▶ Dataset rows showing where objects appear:
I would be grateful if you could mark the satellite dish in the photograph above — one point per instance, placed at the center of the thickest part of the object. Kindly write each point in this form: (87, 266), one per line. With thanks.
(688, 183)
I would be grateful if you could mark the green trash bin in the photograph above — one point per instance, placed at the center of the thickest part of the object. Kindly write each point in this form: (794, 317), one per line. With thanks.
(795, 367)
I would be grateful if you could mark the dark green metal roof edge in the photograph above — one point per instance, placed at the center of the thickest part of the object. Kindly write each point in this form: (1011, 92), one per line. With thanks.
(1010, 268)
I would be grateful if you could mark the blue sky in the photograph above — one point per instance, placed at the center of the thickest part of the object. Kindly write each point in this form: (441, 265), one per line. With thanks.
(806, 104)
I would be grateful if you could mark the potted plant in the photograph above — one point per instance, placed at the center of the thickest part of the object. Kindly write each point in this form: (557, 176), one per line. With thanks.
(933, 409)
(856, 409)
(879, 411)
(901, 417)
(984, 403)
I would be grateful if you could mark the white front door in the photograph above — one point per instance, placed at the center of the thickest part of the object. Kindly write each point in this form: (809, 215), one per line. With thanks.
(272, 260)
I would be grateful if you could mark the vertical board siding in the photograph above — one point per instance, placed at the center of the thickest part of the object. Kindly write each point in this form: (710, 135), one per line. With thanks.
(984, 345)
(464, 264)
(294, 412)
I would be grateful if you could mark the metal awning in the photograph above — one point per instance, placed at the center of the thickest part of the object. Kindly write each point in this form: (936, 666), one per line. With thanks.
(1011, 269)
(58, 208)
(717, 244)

▶ REQUIRED TASK:
Copy out the entries word for word, from the first line through the line containing "(1010, 268)", including both ends.

▶ SOLUTION TO THIS PROBLEM:
I would be grateful if you could mark the satellite dish in the photograph above — one point per instance, placed at the center of the thickest part of the object. Kindly write each point in this form: (87, 266), one per line. With thanks.
(688, 183)
I would be grateful if you could mark the green trash bin in the photograph above — one point per instance, placed at the center of the thickest part of the object. Kindly write each point in this form: (794, 317), one per line. With thanks.
(795, 367)
I would be grateful if you could mark the dark green metal roof edge in the photograph above — one point per instance, placed at the center of the thickest part of the object. Kindly write each point in this form: (1011, 92), one per line. With thanks.
(1010, 268)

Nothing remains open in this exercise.